--- DOCUMENT EXCERPT ---
B/E Aerospace, Inc. (NASDAQ: BEAV), the world’s leading
manufacturer of aircraft cabin interior products, today announced
that B/E Aerospace stockholders voted in favor of the proposal to
adopt the previously announced Agreement and Plan of Merger, dated
October 23, 2016 (the “Merger Agreement”), by and among B/E
Aerospace and Rockwell Collins, Inc. (NYSE:COL) at a special
meeting of stockholders held on March 9, 2017 at the Hilton Palm
Beach Airport in West Palm Beach, Florida.
At the special meeting, approximately 99% of all votes cast,
which represents approximately 79% of all outstanding shares on
January 18, 2017, the record date for the special meeting, were
voted in favor of the proposal to adopt the Merger Agreement.

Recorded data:
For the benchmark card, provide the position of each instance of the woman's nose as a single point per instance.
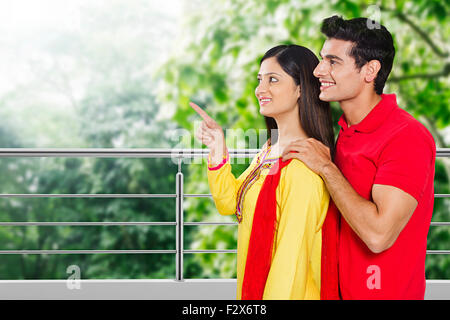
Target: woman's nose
(261, 88)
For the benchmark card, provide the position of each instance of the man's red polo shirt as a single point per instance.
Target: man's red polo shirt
(387, 147)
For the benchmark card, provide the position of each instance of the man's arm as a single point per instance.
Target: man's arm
(377, 223)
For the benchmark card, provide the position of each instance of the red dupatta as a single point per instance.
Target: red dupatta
(259, 255)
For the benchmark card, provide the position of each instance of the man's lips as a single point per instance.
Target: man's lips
(326, 84)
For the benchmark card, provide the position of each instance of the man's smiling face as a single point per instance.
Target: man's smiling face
(339, 77)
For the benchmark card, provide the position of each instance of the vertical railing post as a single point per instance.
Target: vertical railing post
(180, 223)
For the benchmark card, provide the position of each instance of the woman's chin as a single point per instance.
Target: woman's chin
(265, 112)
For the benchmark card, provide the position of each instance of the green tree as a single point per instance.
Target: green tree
(217, 65)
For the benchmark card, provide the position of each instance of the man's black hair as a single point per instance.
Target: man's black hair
(372, 41)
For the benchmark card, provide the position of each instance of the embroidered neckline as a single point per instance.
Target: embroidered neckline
(261, 164)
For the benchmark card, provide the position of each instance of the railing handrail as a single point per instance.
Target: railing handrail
(137, 152)
(177, 155)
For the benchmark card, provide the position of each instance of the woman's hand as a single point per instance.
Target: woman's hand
(210, 133)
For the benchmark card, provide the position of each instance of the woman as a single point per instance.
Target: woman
(280, 206)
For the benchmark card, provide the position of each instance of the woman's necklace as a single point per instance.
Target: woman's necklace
(251, 179)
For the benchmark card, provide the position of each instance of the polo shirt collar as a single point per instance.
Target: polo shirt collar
(375, 117)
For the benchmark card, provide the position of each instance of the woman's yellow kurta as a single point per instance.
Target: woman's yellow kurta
(302, 203)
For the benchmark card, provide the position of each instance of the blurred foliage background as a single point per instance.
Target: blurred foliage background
(120, 74)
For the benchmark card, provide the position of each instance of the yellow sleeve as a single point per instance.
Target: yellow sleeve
(224, 187)
(302, 201)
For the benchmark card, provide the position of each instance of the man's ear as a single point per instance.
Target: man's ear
(372, 69)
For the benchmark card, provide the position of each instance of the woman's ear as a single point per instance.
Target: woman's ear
(372, 69)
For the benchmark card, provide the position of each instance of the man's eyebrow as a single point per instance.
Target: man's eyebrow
(331, 56)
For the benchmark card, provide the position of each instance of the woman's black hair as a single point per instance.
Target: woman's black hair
(314, 115)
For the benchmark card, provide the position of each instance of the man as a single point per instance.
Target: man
(382, 178)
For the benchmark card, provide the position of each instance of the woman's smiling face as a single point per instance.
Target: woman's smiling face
(277, 91)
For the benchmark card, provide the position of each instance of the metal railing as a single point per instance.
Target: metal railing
(178, 155)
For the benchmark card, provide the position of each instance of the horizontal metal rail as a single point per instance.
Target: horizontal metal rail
(119, 153)
(49, 252)
(177, 155)
(136, 153)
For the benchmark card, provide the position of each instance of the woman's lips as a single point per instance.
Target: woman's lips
(264, 101)
(325, 85)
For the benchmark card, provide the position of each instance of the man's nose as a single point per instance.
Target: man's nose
(320, 70)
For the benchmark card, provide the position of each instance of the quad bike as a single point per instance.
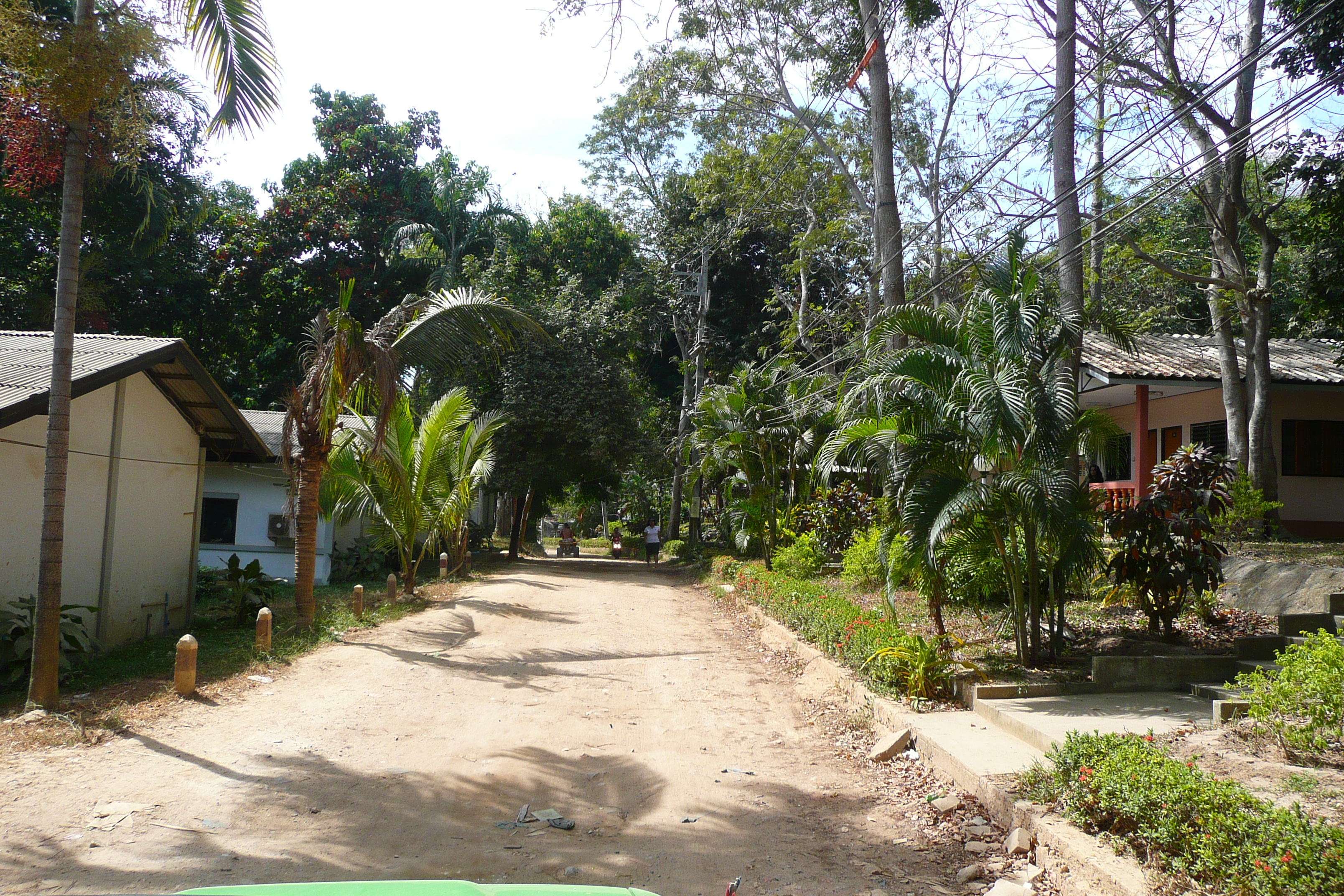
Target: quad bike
(423, 888)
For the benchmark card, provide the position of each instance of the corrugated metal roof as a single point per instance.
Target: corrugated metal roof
(1195, 358)
(103, 359)
(271, 425)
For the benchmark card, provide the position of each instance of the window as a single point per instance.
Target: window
(219, 520)
(1214, 434)
(1117, 458)
(1313, 448)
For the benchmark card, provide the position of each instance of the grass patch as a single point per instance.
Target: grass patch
(1193, 825)
(228, 649)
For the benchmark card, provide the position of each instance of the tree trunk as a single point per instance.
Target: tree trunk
(1064, 148)
(886, 215)
(517, 530)
(1099, 246)
(43, 682)
(305, 538)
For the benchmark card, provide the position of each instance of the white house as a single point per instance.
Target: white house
(1170, 391)
(145, 418)
(244, 509)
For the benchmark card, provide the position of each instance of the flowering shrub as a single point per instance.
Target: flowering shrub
(1170, 812)
(835, 516)
(860, 639)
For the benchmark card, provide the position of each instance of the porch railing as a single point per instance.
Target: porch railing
(1119, 495)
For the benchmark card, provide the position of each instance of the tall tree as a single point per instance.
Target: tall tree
(347, 366)
(81, 68)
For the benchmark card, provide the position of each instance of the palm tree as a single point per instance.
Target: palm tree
(415, 484)
(973, 429)
(347, 366)
(451, 226)
(232, 39)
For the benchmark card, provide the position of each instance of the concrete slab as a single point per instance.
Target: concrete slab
(1042, 722)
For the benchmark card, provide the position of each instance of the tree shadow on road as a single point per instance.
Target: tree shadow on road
(311, 817)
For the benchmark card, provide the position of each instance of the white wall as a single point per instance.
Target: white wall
(153, 526)
(261, 491)
(1307, 499)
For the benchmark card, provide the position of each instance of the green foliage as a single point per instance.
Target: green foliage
(77, 644)
(863, 640)
(803, 559)
(1162, 551)
(1301, 703)
(1186, 821)
(725, 568)
(860, 566)
(924, 664)
(836, 516)
(1244, 516)
(247, 588)
(356, 562)
(417, 483)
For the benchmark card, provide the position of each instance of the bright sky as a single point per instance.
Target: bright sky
(510, 97)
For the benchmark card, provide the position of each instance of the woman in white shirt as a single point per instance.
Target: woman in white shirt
(652, 542)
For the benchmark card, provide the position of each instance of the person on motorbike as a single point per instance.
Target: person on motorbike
(569, 542)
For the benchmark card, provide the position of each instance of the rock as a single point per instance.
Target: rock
(947, 804)
(1018, 843)
(890, 746)
(968, 873)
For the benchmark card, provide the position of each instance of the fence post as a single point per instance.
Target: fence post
(185, 672)
(264, 620)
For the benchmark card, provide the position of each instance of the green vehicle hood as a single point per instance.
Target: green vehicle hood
(415, 888)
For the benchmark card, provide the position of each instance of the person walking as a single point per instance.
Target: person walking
(652, 542)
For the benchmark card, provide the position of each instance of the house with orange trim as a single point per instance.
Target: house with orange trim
(1168, 393)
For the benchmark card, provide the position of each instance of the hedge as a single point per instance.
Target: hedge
(1187, 821)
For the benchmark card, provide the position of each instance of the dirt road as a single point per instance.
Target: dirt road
(604, 691)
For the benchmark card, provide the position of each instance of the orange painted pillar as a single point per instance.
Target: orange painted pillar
(1145, 457)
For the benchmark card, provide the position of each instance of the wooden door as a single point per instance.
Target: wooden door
(1171, 441)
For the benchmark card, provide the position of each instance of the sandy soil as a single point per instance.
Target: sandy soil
(609, 692)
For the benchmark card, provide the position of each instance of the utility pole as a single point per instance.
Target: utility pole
(886, 217)
(692, 369)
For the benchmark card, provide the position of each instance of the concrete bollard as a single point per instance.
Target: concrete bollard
(185, 674)
(264, 620)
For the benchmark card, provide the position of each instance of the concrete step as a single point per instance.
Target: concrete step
(1044, 722)
(1212, 691)
(1250, 665)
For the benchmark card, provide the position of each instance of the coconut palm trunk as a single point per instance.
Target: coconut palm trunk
(43, 690)
(305, 537)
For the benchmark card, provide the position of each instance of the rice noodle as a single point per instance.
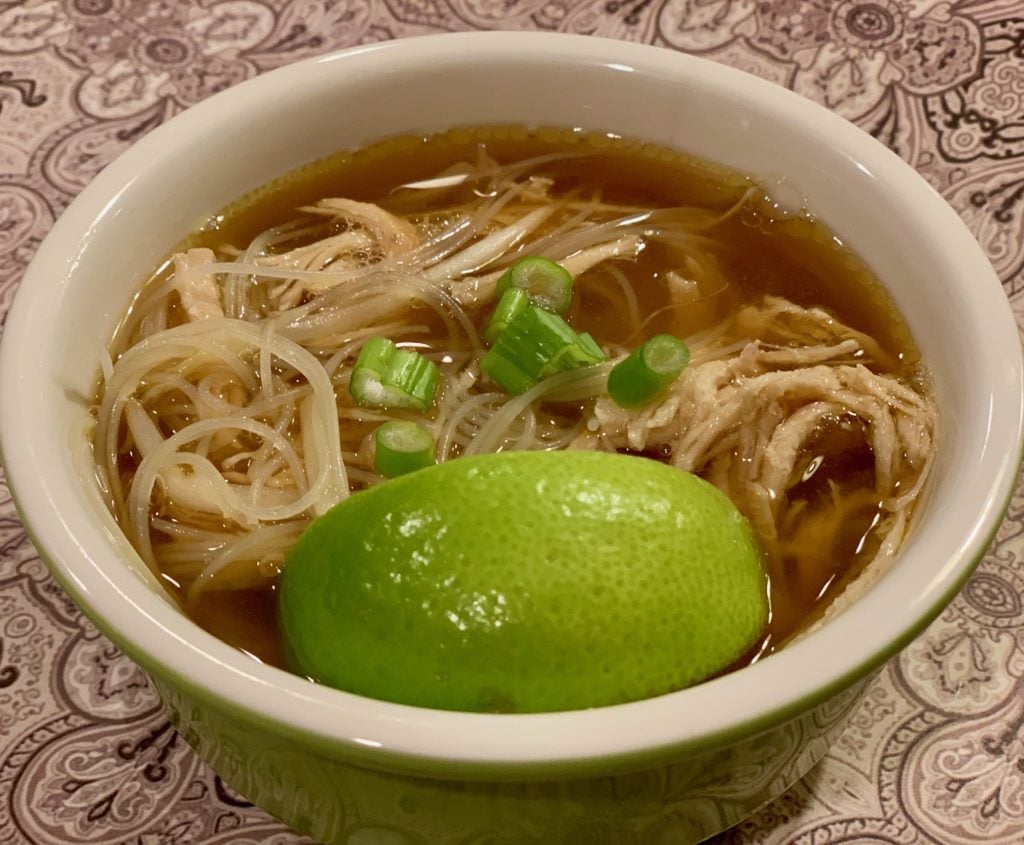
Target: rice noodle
(219, 438)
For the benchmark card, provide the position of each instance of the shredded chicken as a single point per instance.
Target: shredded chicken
(199, 293)
(744, 420)
(369, 235)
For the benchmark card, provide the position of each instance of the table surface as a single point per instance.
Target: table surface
(935, 753)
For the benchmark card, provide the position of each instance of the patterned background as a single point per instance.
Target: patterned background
(936, 751)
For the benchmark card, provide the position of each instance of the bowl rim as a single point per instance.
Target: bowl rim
(408, 738)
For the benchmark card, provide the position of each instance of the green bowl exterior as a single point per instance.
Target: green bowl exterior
(332, 800)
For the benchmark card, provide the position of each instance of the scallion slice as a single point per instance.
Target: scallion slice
(385, 376)
(642, 376)
(547, 283)
(536, 344)
(401, 447)
(512, 303)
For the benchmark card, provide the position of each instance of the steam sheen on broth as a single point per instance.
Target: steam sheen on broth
(224, 422)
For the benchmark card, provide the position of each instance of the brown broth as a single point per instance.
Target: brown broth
(795, 257)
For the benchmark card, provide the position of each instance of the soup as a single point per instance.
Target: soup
(225, 416)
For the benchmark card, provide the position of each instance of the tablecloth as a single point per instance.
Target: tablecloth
(935, 753)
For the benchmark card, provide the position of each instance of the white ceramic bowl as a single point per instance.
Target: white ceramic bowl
(682, 765)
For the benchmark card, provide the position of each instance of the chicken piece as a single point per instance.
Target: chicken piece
(369, 236)
(199, 292)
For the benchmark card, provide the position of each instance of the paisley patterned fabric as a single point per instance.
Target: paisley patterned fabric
(935, 752)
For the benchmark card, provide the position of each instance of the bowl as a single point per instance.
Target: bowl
(343, 768)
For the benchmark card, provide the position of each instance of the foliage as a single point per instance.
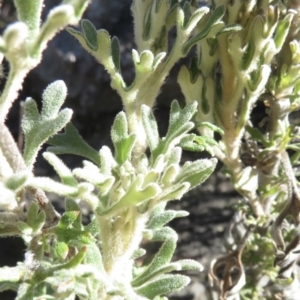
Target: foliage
(246, 54)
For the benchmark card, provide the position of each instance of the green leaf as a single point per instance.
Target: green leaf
(163, 285)
(230, 28)
(210, 126)
(162, 257)
(61, 250)
(68, 219)
(39, 128)
(90, 34)
(70, 142)
(160, 220)
(150, 127)
(36, 219)
(123, 142)
(193, 142)
(115, 52)
(214, 19)
(17, 181)
(61, 169)
(256, 135)
(282, 30)
(196, 172)
(179, 125)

--- GIVEN EXERCISE 1 ---
According to the merger vote announcement, where was the special meeting of stockholders held?
--- GIVEN EXERCISE 2 ---
Duplicate a passage of the merger vote announcement, starting with "B/E Aerospace, Inc." and going on through "the Merger Agreement.".
The items have no role in what is asked here.

--- COMPLETE ANSWER 1 ---
At the Hilton Palm Beach Airport in West Palm Beach, Florida.

--- COMPLETE ANSWER 2 ---
B/E Aerospace, Inc. (NASDAQ: BEAV), the world’s leading
manufacturer of aircraft cabin interior products, today announced
that B/E Aerospace stockholders voted in favor of the proposal to
adopt the previously announced Agreement and Plan of Merger, dated
October 23, 2016 (the “Merger Agreement”), by and among B/E
Aerospace and Rockwell Collins, Inc. (NYSE:COL) at a special
meeting of stockholders held on March 9, 2017 at the Hilton Palm
Beach Airport in West Palm Beach, Florida.
At the special meeting, approximately 99% of all votes cast,
which represents approximately 79% of all outstanding shares on
January 18, 2017, the record date for the special meeting, were
voted in favor of the proposal to adopt the Merger Agreement.